* To do
Render every line of the entries below as a Markdown table with the columns No. and Text, numbering the rows in order and skipping blank lines. Omit the pictures.

* Stored data

— start —

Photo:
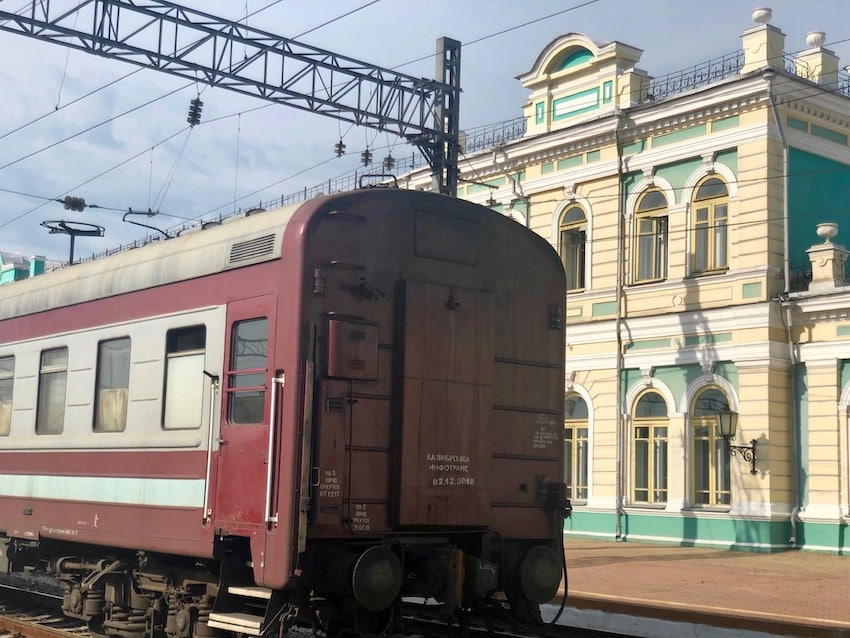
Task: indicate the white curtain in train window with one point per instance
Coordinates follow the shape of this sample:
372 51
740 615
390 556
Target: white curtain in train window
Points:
710 468
113 382
52 388
247 376
184 378
649 465
7 378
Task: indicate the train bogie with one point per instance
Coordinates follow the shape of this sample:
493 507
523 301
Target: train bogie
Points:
305 415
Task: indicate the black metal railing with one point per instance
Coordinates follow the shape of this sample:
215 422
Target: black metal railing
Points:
694 77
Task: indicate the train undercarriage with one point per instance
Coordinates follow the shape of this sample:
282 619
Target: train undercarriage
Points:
343 589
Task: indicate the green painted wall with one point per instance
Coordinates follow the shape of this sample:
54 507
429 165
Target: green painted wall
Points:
818 191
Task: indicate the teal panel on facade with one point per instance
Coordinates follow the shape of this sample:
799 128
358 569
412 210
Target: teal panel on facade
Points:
634 147
824 537
829 134
728 158
686 529
604 308
679 136
649 344
751 290
706 340
477 188
607 91
678 378
725 124
570 162
575 58
800 125
844 372
678 173
576 104
519 204
590 523
818 191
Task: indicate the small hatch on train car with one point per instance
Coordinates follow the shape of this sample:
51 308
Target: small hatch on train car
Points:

— end —

* Exercise response
| No. | Text |
|---|---|
| 1 | Photo: |
| 2 | Task: indicate the white curtain in train window with one point per instance |
| 3 | Coordinates follow the shape of this sample: |
| 4 | 372 51 |
| 5 | 740 615 |
| 6 | 390 556 |
| 7 | Target: white curtain in train window |
| 8 | Points: |
| 9 | 710 468 |
| 10 | 113 382 |
| 11 | 52 388 |
| 12 | 247 376 |
| 13 | 184 378 |
| 14 | 649 465 |
| 15 | 7 378 |
| 16 | Task: indicate the train bogie with one point per instance |
| 17 | Coordinates follow the shape of this sample: |
| 18 | 493 507 |
| 19 | 523 301 |
| 20 | Target: train bogie |
| 21 | Points: |
| 22 | 305 415 |
| 23 | Task: indicate the black metal railing with one point per instance |
| 24 | Coordinates follow the shape of this sample: |
| 25 | 215 422 |
| 26 | Target: black metal railing |
| 27 | Points: |
| 28 | 694 77 |
| 29 | Task: indicate the train undercarriage with one point per instance |
| 30 | Coordinates follow the shape of this sample: |
| 31 | 282 619 |
| 32 | Target: train undercarriage |
| 33 | Points: |
| 34 | 343 589 |
| 35 | Task: indicate the green painted wall with one point per instance |
| 36 | Coordinates follow the shape of this sample: |
| 37 | 54 507 |
| 38 | 429 165 |
| 39 | Target: green painted wall |
| 40 | Points: |
| 41 | 818 191 |
| 42 | Task: indicate the teal panel on facade with one point per instance |
| 43 | Coordinates follow the shape of this sample: |
| 44 | 799 128 |
| 45 | 358 569 |
| 46 | 412 210 |
| 47 | Target: teal panel on facade |
| 48 | Points: |
| 49 | 634 147 |
| 50 | 824 537 |
| 51 | 829 134 |
| 52 | 728 158 |
| 53 | 686 529 |
| 54 | 604 308 |
| 55 | 679 136 |
| 56 | 649 344 |
| 57 | 751 290 |
| 58 | 706 340 |
| 59 | 477 188 |
| 60 | 607 91 |
| 61 | 678 378 |
| 62 | 725 124 |
| 63 | 570 162 |
| 64 | 575 58 |
| 65 | 800 125 |
| 66 | 844 372 |
| 67 | 678 173 |
| 68 | 576 104 |
| 69 | 519 204 |
| 70 | 590 523 |
| 71 | 818 191 |
| 72 | Task: indicate the small hatch on train car with one point per instance |
| 73 | Coordinates follow the shape of this sample: |
| 74 | 51 308 |
| 75 | Target: small hatch on train car |
| 76 | Points: |